Given instruction 1 = Can you retype the nearest neighbor search notes below, from "Distance: \(dist:\mathbb R^d\times\mathbb" up to and including "with \(dist(p,q)\le R:\Pr[h(p)=h(q)]\ge P_1\)."?

Source extract =
Skip to content

Nearest Neighbor Search

2D scenario: Voronoi Diagram

3D or higher dimensions: Not efficient.

Fine-grained complexity

Assume the distance between query point and its nearest neighbor is \(R\), \(c\)-approximate \(R\)-near neighbor is all the points within range \(cR(c\ge1)\).

  • input: point \(q\), constant \(c\), radium \(R\).
  • if there is a point \(p\) with \(dist(p,q)\le R\), then return point \(p'\) with \(dist(p',q)\le cR\) with probability \(\ge 1-\delta\).

Locality Sensitive Hashing

abbr. LSH

Distance: \(dist:\mathbb R^d\times\mathbb R^d\rightarrow\mathbb R\). \(\ell_1,\ell_2\), Manhattan, Hamming.....

Hash function \(h\) is \((R,cR,P_1,P_2)\)-sensitive w.r.t. \(dist\) if

  1. \(\forall p,q\) with \(dist(p,q)\le R:\Pr[h(p)=h(q)]\ge P_1\).
  2. \(\forall p,q\) with \(dist(p,q)\ge cR:\Pr[h(p)=h(q)]\le P_2\).
  3. \(P_1\ge P_2\).

Store all points \(p\in S\) in hash table with key \(h(p)\) which \(h\) is \((R,cR,P_1,P_2)\)-sensitive.

\(A[y]\) is linked list of all points \(p'\in S\) with \(h(p')=y\),

HashMap<Integer,linkedList<Point>>: hm:...
//......
for(Point p: points){
    Integer key=h(p);
    if hm.contains(key){
        hm.get(key).add(p);
    }
    else {
        linkedList<Point> l=...
        l.add(p);
        hm.put(key,l);
    }
}

Query:

Point Query(Point q){
    Integer key=h(q);
    linkedList<Point>l=hm.get(key);
    for(Point p:l){
        if(dist(p,q)<=c*R){
            return p;
        }
    }
    return null;
}

Let \(X_p\) be \(1\) if \(h(p)=h(q)\) and \(0\) otherwise.

Information shown =
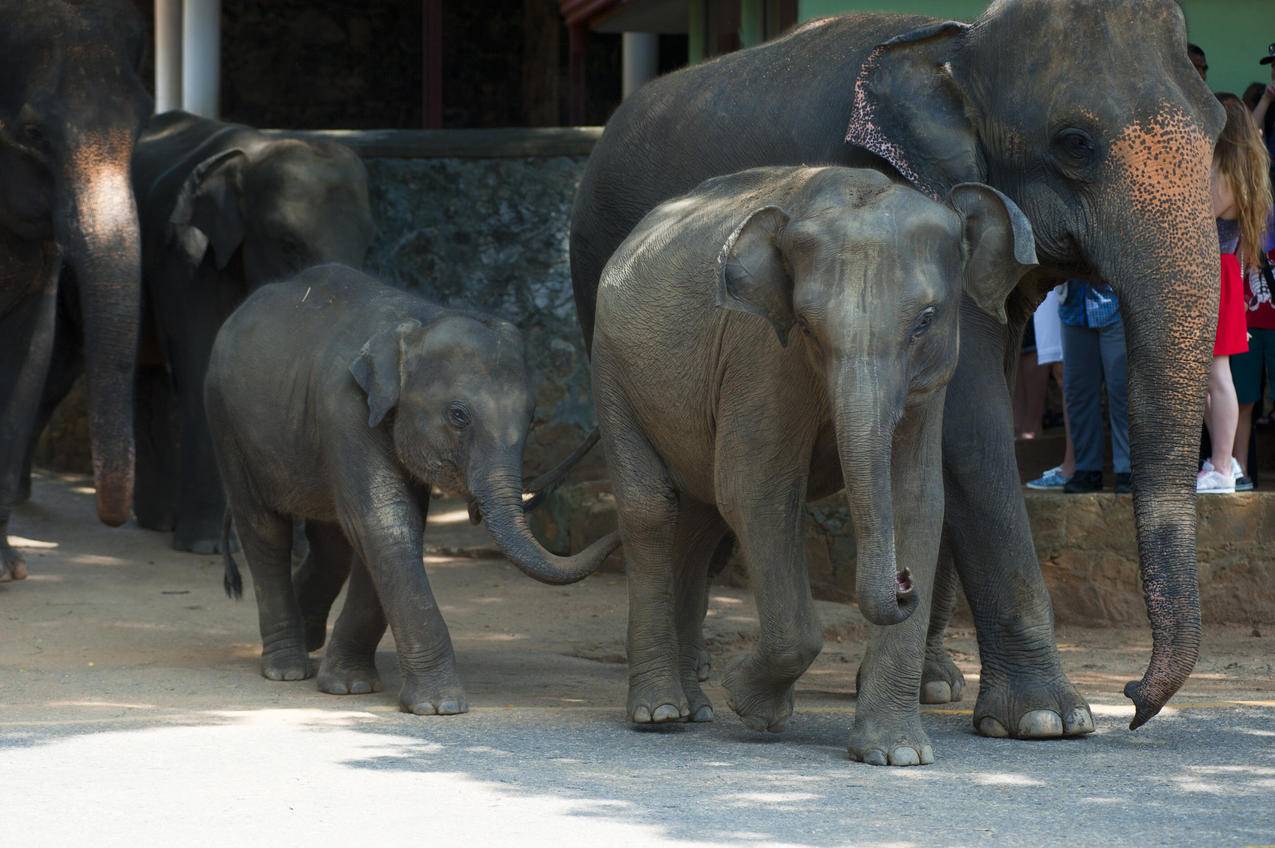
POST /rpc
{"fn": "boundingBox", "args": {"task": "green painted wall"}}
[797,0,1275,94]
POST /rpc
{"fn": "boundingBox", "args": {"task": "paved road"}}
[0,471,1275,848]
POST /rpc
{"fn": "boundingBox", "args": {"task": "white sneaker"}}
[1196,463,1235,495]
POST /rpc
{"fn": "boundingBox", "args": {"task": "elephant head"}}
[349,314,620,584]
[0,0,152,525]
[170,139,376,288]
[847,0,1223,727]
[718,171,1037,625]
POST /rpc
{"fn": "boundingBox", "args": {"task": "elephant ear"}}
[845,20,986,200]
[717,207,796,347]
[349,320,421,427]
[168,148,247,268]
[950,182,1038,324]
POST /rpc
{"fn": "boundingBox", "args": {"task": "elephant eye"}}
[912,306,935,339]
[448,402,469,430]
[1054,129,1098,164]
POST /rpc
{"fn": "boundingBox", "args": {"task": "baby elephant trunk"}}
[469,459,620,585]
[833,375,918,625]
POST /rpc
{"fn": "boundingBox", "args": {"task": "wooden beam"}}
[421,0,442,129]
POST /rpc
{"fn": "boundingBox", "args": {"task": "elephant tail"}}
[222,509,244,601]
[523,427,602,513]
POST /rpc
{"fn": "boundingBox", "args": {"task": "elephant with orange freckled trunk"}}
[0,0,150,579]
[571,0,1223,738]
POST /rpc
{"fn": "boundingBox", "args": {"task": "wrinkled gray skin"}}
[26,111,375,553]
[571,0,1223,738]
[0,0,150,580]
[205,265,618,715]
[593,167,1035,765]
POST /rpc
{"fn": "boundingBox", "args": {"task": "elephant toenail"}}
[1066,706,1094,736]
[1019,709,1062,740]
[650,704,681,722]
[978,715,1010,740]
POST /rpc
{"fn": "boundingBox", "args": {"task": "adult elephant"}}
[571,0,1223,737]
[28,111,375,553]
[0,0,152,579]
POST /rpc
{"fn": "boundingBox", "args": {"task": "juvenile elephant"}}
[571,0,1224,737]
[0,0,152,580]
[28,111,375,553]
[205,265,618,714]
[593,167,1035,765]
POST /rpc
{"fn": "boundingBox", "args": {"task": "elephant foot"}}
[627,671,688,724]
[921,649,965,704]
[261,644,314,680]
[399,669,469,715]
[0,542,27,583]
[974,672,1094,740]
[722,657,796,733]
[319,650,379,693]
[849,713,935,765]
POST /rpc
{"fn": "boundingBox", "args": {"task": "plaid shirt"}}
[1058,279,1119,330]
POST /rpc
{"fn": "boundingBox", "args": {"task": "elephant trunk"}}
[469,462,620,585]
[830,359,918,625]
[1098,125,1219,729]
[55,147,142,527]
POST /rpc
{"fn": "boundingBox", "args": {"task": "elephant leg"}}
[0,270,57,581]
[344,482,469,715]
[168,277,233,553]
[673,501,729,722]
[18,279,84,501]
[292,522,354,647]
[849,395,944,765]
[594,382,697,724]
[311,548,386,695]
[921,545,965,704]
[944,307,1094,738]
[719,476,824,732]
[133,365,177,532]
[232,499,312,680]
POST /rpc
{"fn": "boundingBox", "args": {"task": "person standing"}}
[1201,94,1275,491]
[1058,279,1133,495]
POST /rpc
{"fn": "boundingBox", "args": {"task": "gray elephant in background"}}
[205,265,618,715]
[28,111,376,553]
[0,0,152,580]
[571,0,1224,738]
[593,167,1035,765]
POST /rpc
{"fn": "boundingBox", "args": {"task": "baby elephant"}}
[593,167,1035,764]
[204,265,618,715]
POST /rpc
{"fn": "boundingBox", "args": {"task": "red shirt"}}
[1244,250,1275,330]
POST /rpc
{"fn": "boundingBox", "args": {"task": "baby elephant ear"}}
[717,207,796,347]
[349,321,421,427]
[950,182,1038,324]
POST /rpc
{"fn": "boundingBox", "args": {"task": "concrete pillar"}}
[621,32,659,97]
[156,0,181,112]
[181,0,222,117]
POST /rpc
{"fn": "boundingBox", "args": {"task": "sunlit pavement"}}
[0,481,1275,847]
---
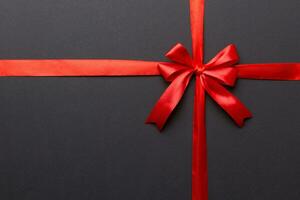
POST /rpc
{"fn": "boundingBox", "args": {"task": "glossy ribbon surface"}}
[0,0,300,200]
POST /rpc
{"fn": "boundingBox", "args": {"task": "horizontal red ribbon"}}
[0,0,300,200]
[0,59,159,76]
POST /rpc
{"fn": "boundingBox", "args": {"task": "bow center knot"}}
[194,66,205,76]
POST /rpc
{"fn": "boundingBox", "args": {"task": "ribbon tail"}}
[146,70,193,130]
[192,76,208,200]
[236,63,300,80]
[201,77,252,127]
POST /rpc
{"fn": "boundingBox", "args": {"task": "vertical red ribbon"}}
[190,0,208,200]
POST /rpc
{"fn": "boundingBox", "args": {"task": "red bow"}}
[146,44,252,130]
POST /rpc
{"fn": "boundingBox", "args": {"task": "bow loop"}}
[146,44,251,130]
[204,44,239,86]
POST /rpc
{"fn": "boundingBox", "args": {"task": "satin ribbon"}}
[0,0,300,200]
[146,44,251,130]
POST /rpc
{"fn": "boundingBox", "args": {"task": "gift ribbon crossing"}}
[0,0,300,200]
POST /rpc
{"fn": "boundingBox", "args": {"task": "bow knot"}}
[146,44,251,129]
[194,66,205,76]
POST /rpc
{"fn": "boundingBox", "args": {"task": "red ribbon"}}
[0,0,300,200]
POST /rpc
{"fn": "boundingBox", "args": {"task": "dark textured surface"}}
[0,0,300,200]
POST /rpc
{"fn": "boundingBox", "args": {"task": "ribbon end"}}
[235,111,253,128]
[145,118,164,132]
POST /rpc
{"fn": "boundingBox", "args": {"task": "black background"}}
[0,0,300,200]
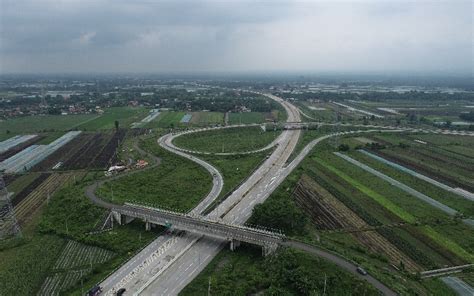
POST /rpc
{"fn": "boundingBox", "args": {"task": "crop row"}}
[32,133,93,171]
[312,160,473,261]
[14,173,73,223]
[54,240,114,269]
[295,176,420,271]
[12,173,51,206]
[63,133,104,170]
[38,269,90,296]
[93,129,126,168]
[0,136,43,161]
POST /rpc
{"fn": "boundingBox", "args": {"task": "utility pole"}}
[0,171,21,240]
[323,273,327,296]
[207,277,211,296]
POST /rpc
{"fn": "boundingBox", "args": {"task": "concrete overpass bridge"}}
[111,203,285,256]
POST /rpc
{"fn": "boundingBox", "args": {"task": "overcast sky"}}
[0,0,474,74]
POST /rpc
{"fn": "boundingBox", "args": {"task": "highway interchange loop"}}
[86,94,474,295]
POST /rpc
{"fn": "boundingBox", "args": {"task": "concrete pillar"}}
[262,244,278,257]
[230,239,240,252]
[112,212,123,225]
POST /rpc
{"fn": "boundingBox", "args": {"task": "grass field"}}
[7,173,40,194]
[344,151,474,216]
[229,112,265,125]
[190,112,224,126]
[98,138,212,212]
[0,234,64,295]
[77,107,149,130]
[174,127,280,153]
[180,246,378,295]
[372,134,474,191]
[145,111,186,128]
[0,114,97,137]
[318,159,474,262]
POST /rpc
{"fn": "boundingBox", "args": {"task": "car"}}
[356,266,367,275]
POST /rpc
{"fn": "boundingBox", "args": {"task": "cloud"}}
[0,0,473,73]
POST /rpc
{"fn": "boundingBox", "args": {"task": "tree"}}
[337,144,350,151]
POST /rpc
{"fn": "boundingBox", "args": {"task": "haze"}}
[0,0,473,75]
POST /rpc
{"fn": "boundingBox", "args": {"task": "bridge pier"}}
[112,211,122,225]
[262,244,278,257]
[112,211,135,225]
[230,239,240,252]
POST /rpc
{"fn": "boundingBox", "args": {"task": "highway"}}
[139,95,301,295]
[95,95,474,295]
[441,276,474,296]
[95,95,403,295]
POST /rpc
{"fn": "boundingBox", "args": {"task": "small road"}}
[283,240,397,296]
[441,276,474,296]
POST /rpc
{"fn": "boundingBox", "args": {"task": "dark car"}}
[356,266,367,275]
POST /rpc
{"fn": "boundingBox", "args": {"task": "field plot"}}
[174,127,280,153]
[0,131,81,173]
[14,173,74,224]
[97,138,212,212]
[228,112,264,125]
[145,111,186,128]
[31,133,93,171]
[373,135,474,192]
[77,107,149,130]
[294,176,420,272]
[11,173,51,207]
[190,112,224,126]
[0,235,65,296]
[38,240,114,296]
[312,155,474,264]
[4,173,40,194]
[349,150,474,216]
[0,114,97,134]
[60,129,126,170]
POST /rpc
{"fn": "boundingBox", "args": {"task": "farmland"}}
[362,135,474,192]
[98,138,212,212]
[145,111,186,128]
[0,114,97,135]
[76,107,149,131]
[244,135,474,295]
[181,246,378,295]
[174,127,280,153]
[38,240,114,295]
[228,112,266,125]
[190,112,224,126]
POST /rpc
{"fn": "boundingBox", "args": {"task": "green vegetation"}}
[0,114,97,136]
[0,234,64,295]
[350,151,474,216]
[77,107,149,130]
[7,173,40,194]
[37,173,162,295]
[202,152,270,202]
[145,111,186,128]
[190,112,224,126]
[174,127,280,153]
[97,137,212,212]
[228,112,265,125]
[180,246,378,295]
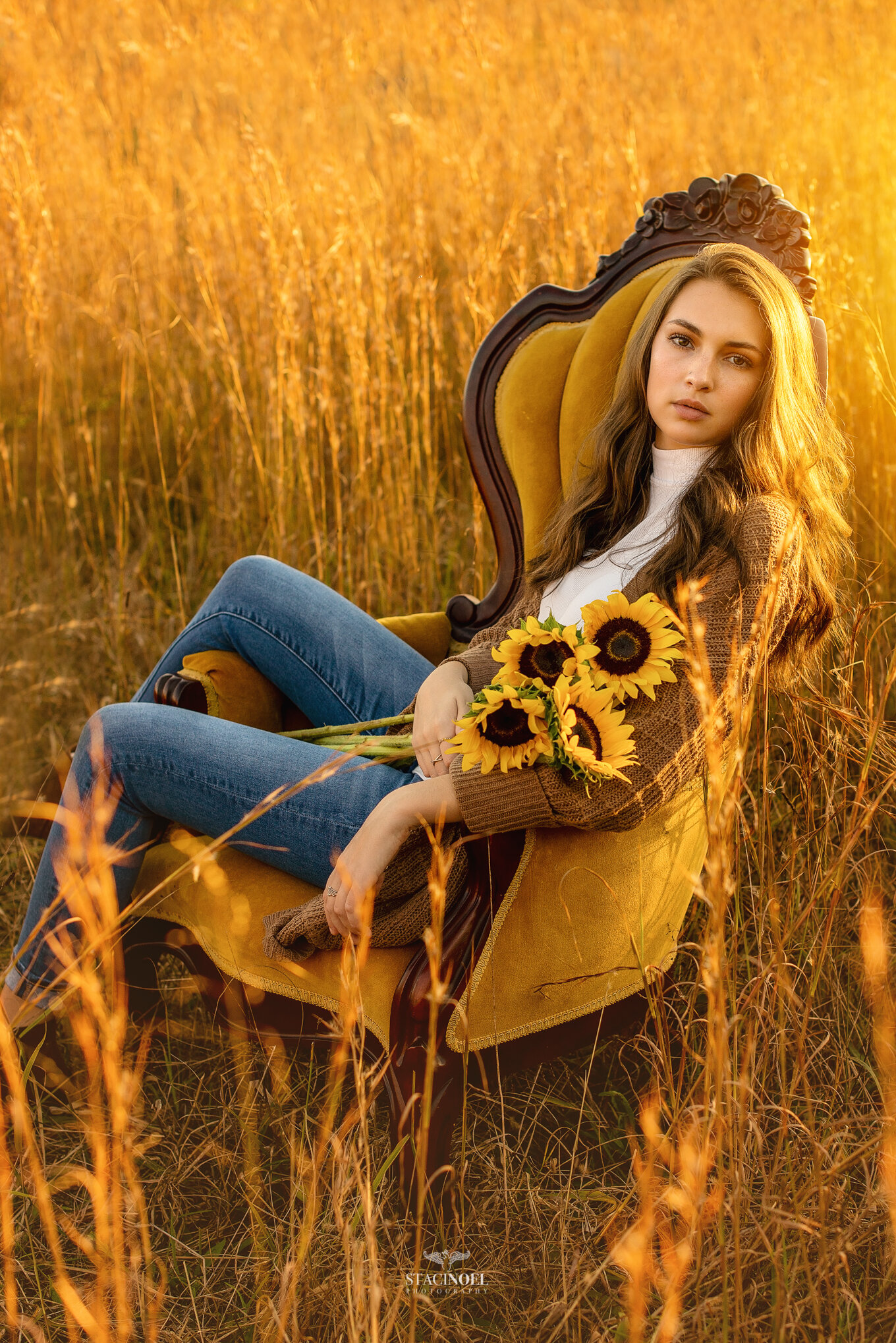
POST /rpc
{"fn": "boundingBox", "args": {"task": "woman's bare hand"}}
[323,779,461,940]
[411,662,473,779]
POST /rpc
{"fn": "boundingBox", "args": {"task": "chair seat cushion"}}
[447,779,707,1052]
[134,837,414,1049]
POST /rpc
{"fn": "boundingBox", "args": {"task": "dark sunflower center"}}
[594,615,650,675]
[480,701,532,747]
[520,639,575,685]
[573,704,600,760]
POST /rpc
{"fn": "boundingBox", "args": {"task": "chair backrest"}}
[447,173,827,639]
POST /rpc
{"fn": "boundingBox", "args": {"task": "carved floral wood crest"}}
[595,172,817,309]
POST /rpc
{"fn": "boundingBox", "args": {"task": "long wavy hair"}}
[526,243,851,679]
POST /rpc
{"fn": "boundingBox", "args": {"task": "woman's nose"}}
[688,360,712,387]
---
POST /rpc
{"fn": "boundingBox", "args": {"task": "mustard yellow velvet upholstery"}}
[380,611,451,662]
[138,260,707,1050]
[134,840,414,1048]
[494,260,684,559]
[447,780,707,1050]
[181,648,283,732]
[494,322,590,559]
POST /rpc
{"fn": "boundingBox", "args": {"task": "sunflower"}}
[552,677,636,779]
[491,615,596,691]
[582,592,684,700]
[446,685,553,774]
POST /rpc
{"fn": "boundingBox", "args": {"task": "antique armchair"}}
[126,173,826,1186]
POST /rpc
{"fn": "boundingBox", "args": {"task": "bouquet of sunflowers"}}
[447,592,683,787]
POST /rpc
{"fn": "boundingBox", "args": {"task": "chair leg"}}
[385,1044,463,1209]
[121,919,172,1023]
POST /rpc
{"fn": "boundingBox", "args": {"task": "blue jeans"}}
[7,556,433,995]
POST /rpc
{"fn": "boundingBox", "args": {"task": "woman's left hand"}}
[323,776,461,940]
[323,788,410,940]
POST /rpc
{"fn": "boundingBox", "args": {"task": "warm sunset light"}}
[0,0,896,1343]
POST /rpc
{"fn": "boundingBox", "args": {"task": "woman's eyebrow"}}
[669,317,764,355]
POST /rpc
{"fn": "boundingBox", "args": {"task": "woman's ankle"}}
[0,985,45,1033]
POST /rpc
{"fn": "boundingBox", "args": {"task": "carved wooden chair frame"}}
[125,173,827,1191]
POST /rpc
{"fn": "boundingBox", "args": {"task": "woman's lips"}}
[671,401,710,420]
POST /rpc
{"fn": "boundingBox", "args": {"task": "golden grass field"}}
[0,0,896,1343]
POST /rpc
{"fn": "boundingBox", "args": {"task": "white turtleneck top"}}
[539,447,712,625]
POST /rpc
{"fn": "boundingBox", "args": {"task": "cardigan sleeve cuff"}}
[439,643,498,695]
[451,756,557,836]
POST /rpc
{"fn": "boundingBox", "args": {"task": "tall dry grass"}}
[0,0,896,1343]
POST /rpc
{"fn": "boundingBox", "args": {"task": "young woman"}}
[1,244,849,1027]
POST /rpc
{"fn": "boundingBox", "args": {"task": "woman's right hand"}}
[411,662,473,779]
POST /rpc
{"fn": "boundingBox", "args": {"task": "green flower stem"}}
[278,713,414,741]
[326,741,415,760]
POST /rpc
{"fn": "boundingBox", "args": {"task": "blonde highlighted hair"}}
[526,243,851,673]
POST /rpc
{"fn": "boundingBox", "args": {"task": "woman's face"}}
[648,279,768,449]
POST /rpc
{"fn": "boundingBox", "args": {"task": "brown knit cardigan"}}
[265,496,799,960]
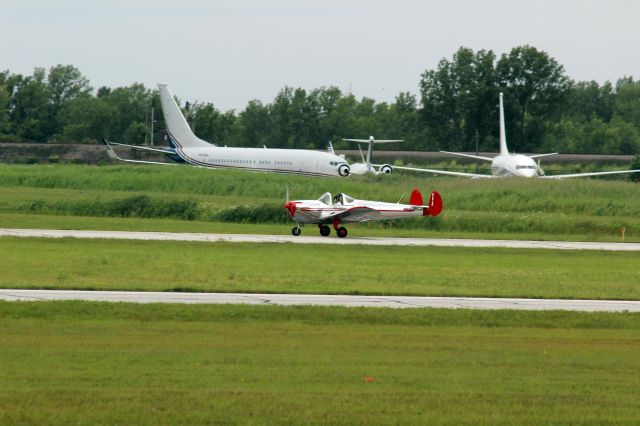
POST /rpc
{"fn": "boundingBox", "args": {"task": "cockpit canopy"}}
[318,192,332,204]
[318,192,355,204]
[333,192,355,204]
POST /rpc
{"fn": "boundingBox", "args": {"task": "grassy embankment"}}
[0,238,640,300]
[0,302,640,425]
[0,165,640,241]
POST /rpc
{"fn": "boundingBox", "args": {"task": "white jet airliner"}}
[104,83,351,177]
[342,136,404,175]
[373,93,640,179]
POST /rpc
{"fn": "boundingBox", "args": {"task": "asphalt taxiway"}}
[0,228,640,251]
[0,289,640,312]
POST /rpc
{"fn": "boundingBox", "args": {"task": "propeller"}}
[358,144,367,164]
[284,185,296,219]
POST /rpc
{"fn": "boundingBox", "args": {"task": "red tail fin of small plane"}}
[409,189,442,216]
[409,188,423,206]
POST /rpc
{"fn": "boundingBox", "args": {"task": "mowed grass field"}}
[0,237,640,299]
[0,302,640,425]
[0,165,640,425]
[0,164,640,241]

Given instruction 2 = Which lines of the records above contain the string "surface"? Pick out every one of them.

Task solution 1 =
Distance: \(dist:\mathbb R^d\times\mathbb R^d\rightarrow\mathbb R\). \(\ell_1,\ell_2\), Manhattan, Hamming.....

Hash function \(h\) is \((R,cR,P_1,P_2)\)-sensitive w.r.t. \(dist\) if

  1. \(\forall p,q\) with \(dist(p,q)\le R:\Pr[h(p)=h(q)]\ge P_1\).

Task solution 2 =
{"fn": "boundingBox", "args": {"task": "glossy ribbon surface"}}
{"fn": "boundingBox", "args": {"task": "dark textured surface"}}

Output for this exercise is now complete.